## 任务要求
选定文本里的 extract_character_vocab 函数会把哪四个特殊字符加进词典？

## 选定文本

----------------

2.data_process.py的代码

#coding=utf-8
__author__ = 'wangbing'
# 构造词和id对应的标
def extract_character_vocab(data):
    '''
    构造映射表
    '''
    special_words = ['<PAD>', '<UNK>', '<GO>',  '<EOS>']

    set_words = list(set([character for line in data.split('\n') for character in line]))
    set_words.sort()
    # 这里要把四个特殊字符添加进词典
    int_to_vocab = {idx: word for idx, word in enumerate(special_words + set_words)}
    vocab_to_int = {word: idx for idx, word in int_to_vocab.items()}
    return int_to_vocab, vocab_to_int

3.训练代码train.py

#coding=utf-8
import os
from data_process import extract_character_vocab
# https://blog.csdn.net/leadai/article/details/78809788
# https://www.jianshu.com/p/83443b2baf27
# https://zhuanlan.zhihu.com/p/27608348
__author__ = 'wangbing'
import numpy as np
from seq2seq_model import seq2seq_model
import tensorflow as tf
# 超参数
# Number of Epochs
epochs = 60
# Batch Size
batch_size = 128
# RNN Size
rnn_size = 50
# Number of Layers
num_layers = 2
# Embedding Size
encoding_embedding_size = 15
decoding_embedding_size = 15
# Learning Rate
learning_rate = 0.001
tf.flags.DEFINE_integer("num_checkpoints", 30, "Number of checkpoints to store ")
tf.flags.DEFINE_integer("batch_size", 128, "Batch Size ")
tf.flags.DEFINE_boolean("allow_soft_placement", True, "Allow device soft device placement")
tf.flags.DEFINE_boolean("log_device_placement", False, "Log placement of ops on devices")
tf.flags.DEFINE_boolean("debug", False, "Run with tf debugger")

FLAGS = tf.flags.FLAGS
# FLAGS._parse_flags()

with open('letters_source.txt', 'r', encoding='utf-8') as f:
    source_data = f.read()

with open('letters_target.txt', 'r', encoding='utf-8') as f:
    target_data = f.read()

source_int_to_letter, source_letter_to_int = extract_character_vocab(source_data)
target_int_to_letter, target_letter_to_int = extract_character_vocab(target_data)


# 对字母进行转换
source_int = [[source_letter_to_int.get(letter, source_letter_to_int['<UNK>'])
               for letter in line] for line in source_data.split('\n')]
target_int = [[target_letter_to_int.get(letter, target_letter_to_int['<UNK>'])

----------------

## 所给材料

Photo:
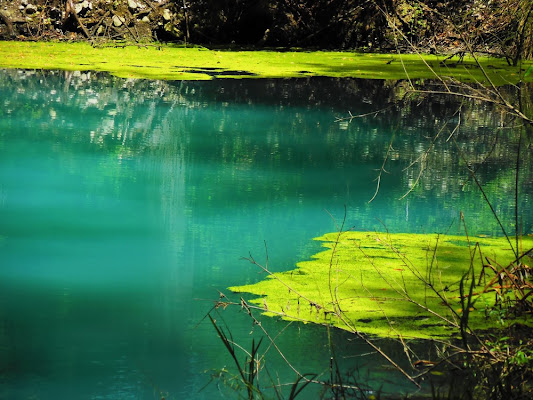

----------------

## 参考答案
&lt;PAD&gt;、&lt;UNK&gt;、&lt;GO&gt; 和 &lt;EOS&gt;。